[Extracted data entries]
** begin **

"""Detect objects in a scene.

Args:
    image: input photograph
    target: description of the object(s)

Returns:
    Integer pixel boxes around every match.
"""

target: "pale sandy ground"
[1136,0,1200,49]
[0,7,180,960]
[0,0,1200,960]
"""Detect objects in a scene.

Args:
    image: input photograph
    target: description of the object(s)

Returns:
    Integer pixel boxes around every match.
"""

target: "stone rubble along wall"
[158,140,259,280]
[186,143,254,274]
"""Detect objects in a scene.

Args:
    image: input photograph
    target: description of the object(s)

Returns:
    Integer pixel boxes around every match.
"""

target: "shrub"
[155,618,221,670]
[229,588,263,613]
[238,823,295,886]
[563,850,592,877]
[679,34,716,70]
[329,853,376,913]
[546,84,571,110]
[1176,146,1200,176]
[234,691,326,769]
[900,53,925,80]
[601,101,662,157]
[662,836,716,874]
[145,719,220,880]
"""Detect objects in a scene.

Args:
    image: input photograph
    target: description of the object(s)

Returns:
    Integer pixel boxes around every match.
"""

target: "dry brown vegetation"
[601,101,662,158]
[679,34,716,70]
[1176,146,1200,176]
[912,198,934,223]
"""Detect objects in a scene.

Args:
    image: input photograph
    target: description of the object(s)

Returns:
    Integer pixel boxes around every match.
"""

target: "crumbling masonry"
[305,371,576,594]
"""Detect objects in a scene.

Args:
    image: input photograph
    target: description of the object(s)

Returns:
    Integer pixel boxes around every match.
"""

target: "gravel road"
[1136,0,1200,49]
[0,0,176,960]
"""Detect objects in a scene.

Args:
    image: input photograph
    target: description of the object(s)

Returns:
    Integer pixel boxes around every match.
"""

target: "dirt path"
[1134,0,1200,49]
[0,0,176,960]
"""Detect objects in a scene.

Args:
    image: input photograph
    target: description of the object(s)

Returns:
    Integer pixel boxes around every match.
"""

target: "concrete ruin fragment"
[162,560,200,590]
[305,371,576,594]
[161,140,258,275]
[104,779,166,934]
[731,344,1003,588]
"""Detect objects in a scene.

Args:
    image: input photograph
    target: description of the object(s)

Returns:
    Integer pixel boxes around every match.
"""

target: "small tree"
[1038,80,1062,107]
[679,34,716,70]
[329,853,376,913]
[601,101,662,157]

** end **

## Your objective
Write out all of the records above verbatim, line for line, with no changes.

## Exercise result
"""Detect objects in a scene.

Args:
    image: input photograph
    target: description of the object(s)

Returns:
    Integer pixel boxes around every match.
"""

target: "pale sandy ground"
[1136,0,1200,49]
[0,7,180,960]
[0,0,1200,960]
"""Detect objects in a scene.

Args:
    image: input photograph
    target: description of the object(s)

Returns:
    Integer pixel boxes around every match.
"""

target: "stone rubble along wall"
[158,140,259,280]
[186,143,254,274]
"""Detect objects in a scene.

Args:
    image: input photograph
    target: description of the object(s)

Returns:
    Integer pixel boxes around every match.
"""

target: "shrub"
[155,618,221,670]
[229,588,263,613]
[238,823,295,886]
[563,850,592,877]
[679,34,716,70]
[329,853,376,913]
[546,84,571,110]
[1176,146,1200,176]
[234,691,326,769]
[900,53,925,80]
[601,101,662,157]
[662,836,716,874]
[145,719,220,880]
"""Detect objects in a scene.

Args:
    image: input photograph
    target: description of the object(s)

Returns:
    Integer pixel boxes around every match.
"""

target: "dry brown vegetation"
[601,101,662,158]
[679,34,716,70]
[1176,146,1200,176]
[912,198,934,223]
"""Detect objects in a scene.

Args:
    image: input photograph
    target: description of the object(s)

Returns:
    Integer pixel boxes around every match.
"""

target: "crumbling masonry"
[305,371,576,594]
"""Detect objects in a scene.

Args:
    image: input photograph
    target: description of the object(s)

Returns:
    Integer pixel boxes around every match.
"""

target: "gravel road"
[1136,0,1200,49]
[0,0,176,960]
"""Detect objects in a scene.

Args:
    image: input photograph
    target: description of the object(s)

Returns:
    Integer pixel boxes around every match.
"""

target: "dirt path"
[1134,0,1200,49]
[0,0,176,960]
"""Detect objects in a scene.

Args:
    image: input photograph
    target: description of the object(s)

Returns:
    Integer pixel boxes around every match.
"""

target: "concrete ruin fragment"
[162,560,200,590]
[305,371,576,594]
[161,140,258,275]
[104,779,166,934]
[731,344,1003,588]
"""Detect objects in a scene.

Args:
    image: input photograph
    target: description of the object(s)

Returns:
    Integer pixel boxes around every match.
"""

target: "small tree"
[1038,80,1062,107]
[679,34,716,70]
[329,853,376,913]
[601,101,662,157]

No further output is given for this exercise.